Problema proposto 1 - Informe todas as linhas da listagem em que aparece a palavra “grass”.

Texto extraído -

---

Logo, o que se pretende proteger, com a hipótese do inciso V do artigo 485, CPC, é o ordenamento jurídico como um todo, aí incluídas todas as modalidades de veículos normativos, escritas ou não, explícitas ou implícitas.
Vale ainda consignar que o SUPERIOR TRIBUNAL DE JUSTIÇA, quando do julgamento do REsp 845.910/RS, publicado em 23.11.2006, admitiu ação rescisória, que, com base em violação ao princípio da proporcionalidade, buscava rescindir acórdão do TRF da 4ª Região, que, numa causa sobre imunidade tributária de entidade beneficente de assistência social, arbitrou honorários advocatícios que redundaram em cifra superior a R$ 1 milhão, restando consignado que a jurisprudência do STJ tem entendido que discussões envolvendo exorbitância ou insignificância de verba honorária – como também condenações indenizatórias ou a título de cláusula penal – enquadram-se como questão de direito, e não fática, o que viabiliza a apreciação da ação rescisória, com base no inciso V do artigo 485, CPC.
A desproporcionalidade havida na Clausula 57ª pode também ser verificada quando se extrai a natureza jurídica da obrigação principal nela insculpida, qual seja a de uma “obrigação de fazer”, cujo regime está previsto nos artigos 247 a 249 do Código Civil, e cuja hipótese de descumprimento enseja a cominação de multa cominatória, de índole pecuniária, em nada relacionada com os valores constantes nas GFIP´s, cuja “obrigação de pagar” fora peremptoriamente cumprida.

---

Problema proposto 2 - Estenda o texto sobre ação rescisória por violação a norma jurídica, começando após a última frase apresentada.

---

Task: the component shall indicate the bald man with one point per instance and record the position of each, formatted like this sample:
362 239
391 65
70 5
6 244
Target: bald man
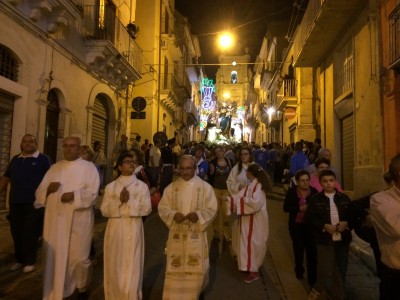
68 191
24 173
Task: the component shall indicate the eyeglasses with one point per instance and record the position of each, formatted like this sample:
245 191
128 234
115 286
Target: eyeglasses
188 169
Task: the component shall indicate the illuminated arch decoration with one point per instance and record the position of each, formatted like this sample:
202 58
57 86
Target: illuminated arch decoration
208 105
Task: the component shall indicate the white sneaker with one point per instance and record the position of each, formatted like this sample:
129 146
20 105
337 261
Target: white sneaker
16 267
28 269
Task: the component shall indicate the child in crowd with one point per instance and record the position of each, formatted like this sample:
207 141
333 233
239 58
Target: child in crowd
329 214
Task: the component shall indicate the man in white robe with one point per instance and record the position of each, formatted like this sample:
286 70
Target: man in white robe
125 201
68 191
187 207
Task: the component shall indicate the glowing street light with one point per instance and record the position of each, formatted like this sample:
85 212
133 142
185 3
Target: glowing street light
225 40
270 112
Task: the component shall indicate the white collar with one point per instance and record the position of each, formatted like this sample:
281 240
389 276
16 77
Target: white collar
35 154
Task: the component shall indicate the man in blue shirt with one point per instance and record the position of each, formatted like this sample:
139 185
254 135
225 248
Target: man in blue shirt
299 160
24 173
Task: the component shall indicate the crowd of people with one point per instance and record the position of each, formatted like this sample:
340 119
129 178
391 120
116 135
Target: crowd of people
220 192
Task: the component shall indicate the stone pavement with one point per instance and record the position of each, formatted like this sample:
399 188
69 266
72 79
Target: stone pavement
277 270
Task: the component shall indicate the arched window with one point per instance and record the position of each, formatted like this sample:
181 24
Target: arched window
233 77
8 64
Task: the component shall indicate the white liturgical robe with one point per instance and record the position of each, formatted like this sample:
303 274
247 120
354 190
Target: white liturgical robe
124 238
68 227
251 207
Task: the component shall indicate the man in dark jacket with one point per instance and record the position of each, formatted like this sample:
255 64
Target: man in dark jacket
329 214
300 231
24 173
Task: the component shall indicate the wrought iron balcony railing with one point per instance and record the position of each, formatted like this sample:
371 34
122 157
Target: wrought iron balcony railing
394 38
287 94
100 23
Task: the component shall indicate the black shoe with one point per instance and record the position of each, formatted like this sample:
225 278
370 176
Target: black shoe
83 295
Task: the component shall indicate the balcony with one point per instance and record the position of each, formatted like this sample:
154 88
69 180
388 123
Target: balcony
287 95
276 119
192 113
322 23
111 52
266 77
394 38
171 93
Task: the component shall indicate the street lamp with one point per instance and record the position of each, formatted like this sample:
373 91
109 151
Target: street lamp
270 112
225 40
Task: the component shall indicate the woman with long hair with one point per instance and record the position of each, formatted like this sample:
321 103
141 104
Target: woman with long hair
220 167
250 205
126 200
237 180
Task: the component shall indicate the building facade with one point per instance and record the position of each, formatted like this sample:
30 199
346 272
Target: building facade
389 16
67 68
329 87
170 73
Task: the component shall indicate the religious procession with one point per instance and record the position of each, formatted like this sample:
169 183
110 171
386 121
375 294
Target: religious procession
204 195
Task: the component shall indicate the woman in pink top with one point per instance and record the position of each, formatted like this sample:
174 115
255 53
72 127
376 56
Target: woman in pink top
322 164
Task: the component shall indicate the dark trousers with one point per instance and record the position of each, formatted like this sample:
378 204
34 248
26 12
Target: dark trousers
26 224
303 241
166 177
332 268
390 283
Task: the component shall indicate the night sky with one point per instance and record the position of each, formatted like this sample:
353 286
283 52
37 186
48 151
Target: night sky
248 19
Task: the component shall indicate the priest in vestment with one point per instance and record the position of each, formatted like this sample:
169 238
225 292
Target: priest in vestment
68 192
126 200
187 207
251 207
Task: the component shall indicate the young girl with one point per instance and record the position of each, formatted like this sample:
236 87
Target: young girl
251 207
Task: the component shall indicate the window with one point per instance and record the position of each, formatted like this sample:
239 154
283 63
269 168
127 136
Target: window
8 64
344 70
234 77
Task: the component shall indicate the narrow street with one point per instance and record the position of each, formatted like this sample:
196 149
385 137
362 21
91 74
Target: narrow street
225 281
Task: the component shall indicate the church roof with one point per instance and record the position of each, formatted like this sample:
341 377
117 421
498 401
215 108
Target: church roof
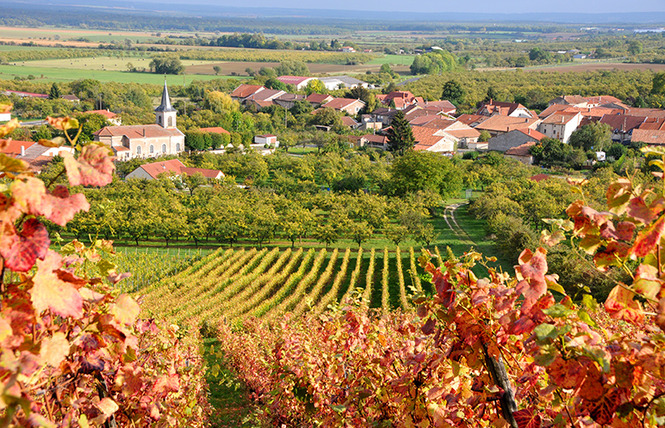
138 131
166 101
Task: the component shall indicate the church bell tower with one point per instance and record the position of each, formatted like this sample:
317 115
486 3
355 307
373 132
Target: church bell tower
165 113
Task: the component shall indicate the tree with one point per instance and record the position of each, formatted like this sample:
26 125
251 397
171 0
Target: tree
315 86
360 232
635 47
594 136
166 64
400 135
453 92
54 92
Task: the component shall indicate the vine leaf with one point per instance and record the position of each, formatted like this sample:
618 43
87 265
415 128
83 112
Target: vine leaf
621 305
527 418
50 292
94 167
21 250
54 349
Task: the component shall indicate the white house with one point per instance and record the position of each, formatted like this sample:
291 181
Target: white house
560 125
146 141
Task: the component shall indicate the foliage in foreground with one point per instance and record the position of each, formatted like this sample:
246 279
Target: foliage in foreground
72 349
495 351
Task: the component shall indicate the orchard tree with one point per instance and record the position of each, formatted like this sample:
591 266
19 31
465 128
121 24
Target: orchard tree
453 92
594 136
400 135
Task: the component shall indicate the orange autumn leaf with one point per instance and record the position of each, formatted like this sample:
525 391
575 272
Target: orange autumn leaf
50 292
621 305
94 167
21 249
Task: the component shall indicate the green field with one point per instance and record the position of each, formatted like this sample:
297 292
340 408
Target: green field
101 63
393 60
52 74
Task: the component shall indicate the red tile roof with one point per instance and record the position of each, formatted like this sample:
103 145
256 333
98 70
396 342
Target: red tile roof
243 91
176 167
532 133
137 131
648 136
539 177
215 130
523 150
14 147
292 80
107 114
340 103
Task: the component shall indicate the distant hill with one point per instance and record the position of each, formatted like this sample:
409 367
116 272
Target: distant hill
204 10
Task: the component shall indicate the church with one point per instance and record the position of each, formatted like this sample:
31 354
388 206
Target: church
146 141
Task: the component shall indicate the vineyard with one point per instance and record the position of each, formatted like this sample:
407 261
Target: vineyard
232 284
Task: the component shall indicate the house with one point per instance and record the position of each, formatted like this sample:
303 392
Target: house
140 141
215 130
433 140
350 122
36 155
316 100
266 139
347 105
374 140
651 137
174 167
337 82
299 82
622 125
443 106
111 117
515 138
243 91
504 109
521 153
400 99
560 125
22 94
71 98
287 100
500 124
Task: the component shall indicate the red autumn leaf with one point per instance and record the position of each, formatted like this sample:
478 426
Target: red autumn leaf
532 268
94 167
62 123
621 305
58 206
21 250
618 194
50 292
567 374
167 383
649 238
527 418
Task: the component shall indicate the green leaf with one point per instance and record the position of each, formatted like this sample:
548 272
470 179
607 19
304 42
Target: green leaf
557 311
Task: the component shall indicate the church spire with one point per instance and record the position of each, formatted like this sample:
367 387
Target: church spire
165 106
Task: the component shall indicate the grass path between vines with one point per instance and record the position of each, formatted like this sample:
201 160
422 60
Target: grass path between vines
228 396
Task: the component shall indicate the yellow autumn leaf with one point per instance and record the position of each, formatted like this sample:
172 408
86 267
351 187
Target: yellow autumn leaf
125 309
54 349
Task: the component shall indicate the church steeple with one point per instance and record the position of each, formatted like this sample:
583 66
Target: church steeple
165 113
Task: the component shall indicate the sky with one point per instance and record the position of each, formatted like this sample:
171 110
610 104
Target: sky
442 6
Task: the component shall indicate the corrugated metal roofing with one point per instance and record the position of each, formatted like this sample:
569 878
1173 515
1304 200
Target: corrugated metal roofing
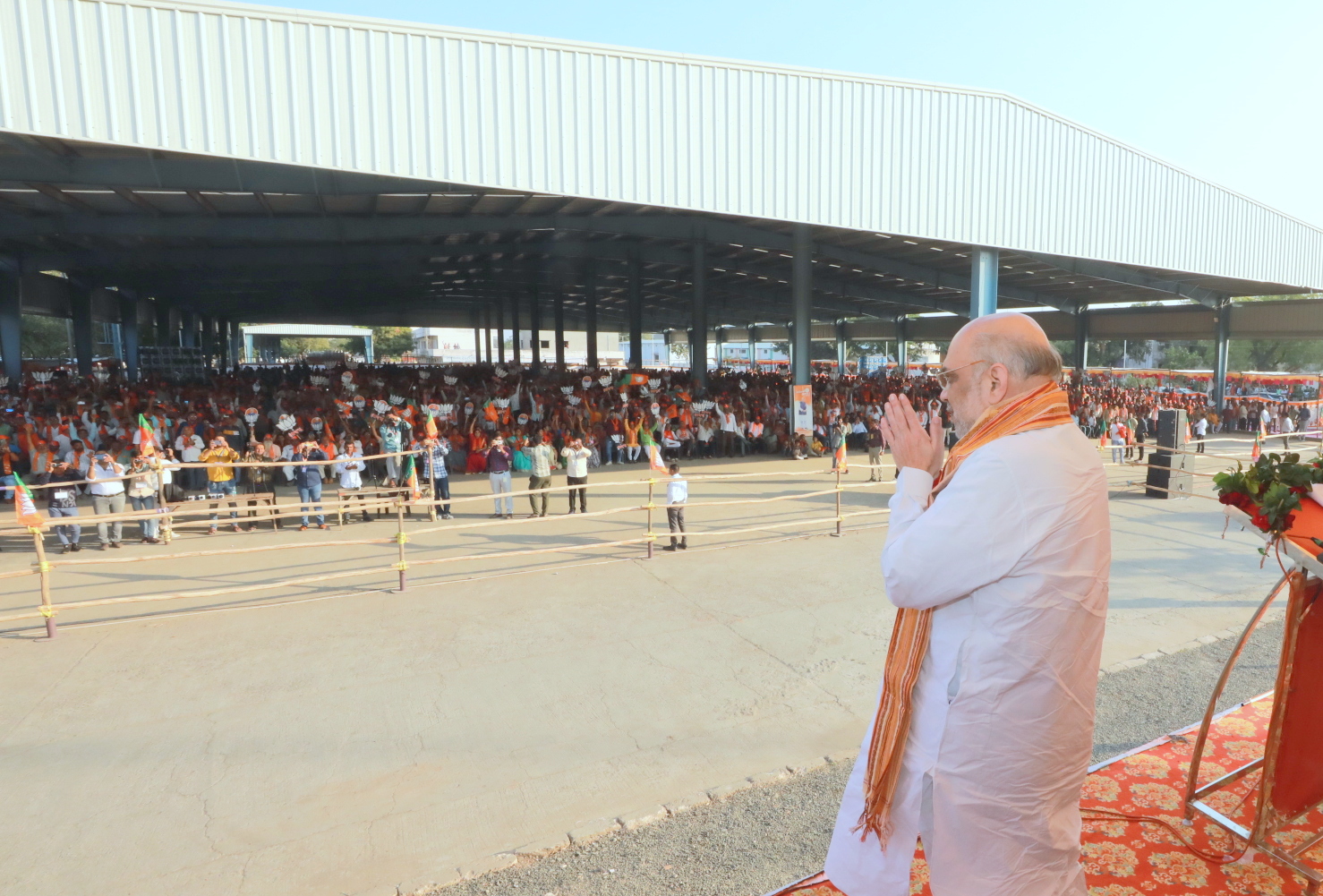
653 129
306 329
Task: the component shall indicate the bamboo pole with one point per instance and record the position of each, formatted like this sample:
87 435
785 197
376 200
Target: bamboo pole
838 500
44 569
400 541
648 506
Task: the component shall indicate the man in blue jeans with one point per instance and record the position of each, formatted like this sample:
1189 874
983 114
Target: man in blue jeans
307 477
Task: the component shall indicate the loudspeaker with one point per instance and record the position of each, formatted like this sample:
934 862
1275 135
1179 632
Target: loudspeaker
1168 472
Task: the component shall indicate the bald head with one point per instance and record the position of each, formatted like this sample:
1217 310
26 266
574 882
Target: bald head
1011 339
994 359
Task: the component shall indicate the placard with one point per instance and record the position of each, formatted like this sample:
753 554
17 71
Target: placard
802 409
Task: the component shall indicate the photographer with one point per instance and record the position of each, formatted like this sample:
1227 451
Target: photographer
141 494
220 477
307 477
63 502
107 497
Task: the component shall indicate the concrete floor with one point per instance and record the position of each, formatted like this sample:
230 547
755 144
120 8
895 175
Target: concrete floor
346 738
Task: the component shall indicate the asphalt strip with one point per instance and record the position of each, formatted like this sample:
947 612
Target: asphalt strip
763 838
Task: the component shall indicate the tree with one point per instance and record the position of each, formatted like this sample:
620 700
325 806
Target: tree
45 337
392 342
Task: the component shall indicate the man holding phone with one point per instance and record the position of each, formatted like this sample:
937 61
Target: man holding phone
220 478
307 477
107 497
63 502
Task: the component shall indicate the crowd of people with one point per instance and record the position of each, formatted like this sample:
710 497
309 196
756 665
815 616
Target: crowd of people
82 436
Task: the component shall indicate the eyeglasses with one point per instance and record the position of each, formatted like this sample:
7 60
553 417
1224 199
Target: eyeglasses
945 378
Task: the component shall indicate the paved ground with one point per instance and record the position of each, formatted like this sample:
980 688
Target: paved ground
342 738
765 837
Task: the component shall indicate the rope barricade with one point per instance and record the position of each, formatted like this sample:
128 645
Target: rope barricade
401 564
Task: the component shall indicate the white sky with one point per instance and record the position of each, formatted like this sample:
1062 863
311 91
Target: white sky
1229 90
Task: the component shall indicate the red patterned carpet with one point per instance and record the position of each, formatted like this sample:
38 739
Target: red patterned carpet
1145 859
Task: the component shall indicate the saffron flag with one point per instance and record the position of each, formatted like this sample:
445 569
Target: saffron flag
146 437
412 478
24 505
653 450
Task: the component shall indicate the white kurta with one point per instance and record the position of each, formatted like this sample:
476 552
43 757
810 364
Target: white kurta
1013 555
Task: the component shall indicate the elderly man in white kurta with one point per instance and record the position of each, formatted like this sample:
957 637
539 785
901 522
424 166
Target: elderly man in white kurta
998 561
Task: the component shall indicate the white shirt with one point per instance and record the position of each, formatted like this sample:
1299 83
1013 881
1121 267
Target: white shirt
576 461
1013 558
349 470
108 486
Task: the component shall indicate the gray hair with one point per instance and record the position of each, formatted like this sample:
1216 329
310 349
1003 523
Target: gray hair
1023 357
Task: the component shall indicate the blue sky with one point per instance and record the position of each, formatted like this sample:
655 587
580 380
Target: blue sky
1231 91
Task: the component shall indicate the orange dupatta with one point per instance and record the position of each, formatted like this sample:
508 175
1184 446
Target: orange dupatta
1035 409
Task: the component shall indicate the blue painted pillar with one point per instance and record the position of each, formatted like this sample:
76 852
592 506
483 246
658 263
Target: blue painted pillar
636 299
80 302
1081 359
699 318
590 312
534 329
1224 337
129 332
11 326
983 269
802 303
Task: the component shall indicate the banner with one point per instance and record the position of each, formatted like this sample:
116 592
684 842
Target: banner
802 409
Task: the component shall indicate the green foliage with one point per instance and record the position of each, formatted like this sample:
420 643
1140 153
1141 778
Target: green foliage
1270 489
45 337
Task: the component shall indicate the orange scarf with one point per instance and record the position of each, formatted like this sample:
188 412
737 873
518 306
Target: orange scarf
1035 409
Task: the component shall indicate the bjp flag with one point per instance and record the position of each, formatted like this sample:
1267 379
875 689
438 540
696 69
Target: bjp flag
24 505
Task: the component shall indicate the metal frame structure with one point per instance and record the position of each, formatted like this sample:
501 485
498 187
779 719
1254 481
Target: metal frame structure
216 162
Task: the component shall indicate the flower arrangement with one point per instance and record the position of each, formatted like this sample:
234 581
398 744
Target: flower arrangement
1269 490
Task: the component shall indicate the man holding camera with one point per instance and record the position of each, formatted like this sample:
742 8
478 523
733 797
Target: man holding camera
220 478
63 502
307 477
107 497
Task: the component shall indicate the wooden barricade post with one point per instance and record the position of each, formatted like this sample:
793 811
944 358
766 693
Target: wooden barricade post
400 541
44 572
651 538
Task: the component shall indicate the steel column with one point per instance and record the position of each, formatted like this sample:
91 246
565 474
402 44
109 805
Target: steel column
802 302
514 322
11 326
534 329
699 318
983 281
80 302
1224 337
590 311
1081 357
487 331
129 332
636 360
559 323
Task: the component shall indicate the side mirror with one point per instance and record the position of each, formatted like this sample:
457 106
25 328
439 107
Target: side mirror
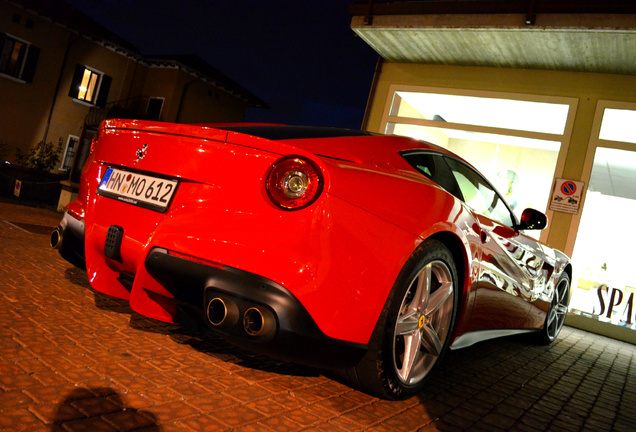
533 219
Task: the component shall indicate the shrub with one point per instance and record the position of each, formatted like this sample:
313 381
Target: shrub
42 157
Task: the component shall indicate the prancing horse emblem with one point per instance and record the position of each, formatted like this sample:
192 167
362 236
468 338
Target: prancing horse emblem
141 153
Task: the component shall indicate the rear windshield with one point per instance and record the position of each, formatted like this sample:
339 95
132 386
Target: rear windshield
277 133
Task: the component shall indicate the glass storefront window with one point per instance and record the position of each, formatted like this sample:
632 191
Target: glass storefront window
604 282
521 169
515 143
483 111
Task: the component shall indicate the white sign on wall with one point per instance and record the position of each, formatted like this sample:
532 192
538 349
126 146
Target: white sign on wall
566 196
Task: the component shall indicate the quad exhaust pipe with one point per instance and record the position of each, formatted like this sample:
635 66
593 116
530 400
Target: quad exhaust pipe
257 321
222 313
56 238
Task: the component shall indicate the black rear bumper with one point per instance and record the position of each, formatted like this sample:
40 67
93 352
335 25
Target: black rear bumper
295 338
70 241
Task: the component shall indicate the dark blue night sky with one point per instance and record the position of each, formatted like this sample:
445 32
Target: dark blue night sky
299 56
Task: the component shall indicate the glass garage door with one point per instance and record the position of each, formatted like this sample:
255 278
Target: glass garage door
515 142
604 256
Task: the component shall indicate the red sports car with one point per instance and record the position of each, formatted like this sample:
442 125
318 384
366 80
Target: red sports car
364 253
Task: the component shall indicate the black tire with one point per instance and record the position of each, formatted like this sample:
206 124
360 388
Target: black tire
409 325
556 314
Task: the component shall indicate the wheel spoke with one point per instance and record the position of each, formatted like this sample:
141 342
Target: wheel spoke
431 341
551 317
407 324
439 297
423 288
411 354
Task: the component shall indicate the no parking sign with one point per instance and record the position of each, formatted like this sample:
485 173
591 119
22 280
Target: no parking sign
566 196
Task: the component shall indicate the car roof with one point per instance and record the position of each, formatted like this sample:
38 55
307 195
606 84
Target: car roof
338 143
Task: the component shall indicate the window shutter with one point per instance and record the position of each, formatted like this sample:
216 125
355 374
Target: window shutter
30 64
3 56
104 88
77 80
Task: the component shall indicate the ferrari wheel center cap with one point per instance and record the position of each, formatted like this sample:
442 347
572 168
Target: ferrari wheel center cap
421 321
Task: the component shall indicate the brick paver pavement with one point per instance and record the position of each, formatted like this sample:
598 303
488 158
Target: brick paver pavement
72 359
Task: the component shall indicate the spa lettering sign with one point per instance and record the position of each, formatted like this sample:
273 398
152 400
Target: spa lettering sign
615 299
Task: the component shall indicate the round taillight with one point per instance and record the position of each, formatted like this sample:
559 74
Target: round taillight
294 183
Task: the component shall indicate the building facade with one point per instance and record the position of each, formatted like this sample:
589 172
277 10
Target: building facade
539 95
61 73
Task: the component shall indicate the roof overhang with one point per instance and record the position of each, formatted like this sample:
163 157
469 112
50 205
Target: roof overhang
587 42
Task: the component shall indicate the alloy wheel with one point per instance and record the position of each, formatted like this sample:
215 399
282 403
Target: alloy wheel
423 322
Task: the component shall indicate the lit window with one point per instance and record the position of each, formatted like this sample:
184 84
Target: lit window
90 86
69 152
17 58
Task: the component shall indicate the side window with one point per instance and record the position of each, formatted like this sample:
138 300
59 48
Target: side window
17 58
479 195
90 86
433 166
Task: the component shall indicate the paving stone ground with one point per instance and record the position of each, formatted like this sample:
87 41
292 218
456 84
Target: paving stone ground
72 359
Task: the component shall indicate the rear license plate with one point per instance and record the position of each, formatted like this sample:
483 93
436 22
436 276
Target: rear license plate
137 189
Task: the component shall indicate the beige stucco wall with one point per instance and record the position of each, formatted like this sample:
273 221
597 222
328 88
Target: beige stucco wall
24 107
587 88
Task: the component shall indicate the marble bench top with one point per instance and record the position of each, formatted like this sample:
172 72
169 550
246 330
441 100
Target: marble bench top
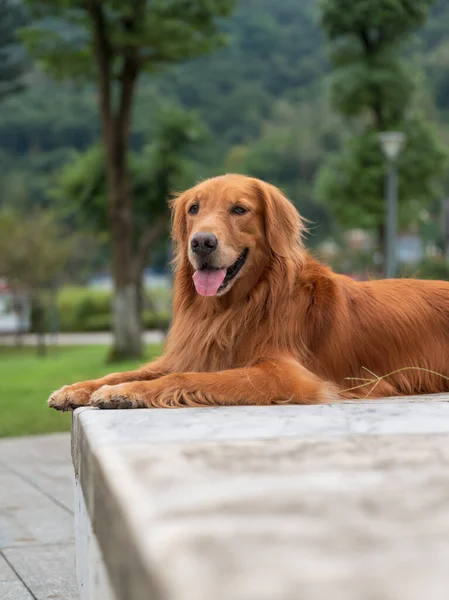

---

Resposta correta 1 -
Task: the component shall indicate the grass path between vines with one point per instance and record the position of each, formatted like this sample:
Target: grass path between vines

Resposta correta 2 -
Daí ser também plenamente defensável que se pleiteie total desconexão entre a multa por descumprimento de uma obrigação de fazer com os valores inscritos (e pagos) nos documentos objeto dessa mesma obrigação.
Também deve ser considerado o disposto no parágrafo 4º do artigo 461 do Código de Processo Civil, que trata do procedimento em ações que tenham por objeto a obrigação de fazer e não fazer, segundo o qual o juiz poderá impor multa diária ao réu, independentemente do pedido do autor, “se for suficiente ou compatível com a obrigação”, fixando-lhe prazo razoável para o cumprimento do preceito.
Mais uma vez, se invoca o princípio da razoabilidade na previsão e cobrança de multas por descumprimento (e para o cumprimento) de obrigação de fazer.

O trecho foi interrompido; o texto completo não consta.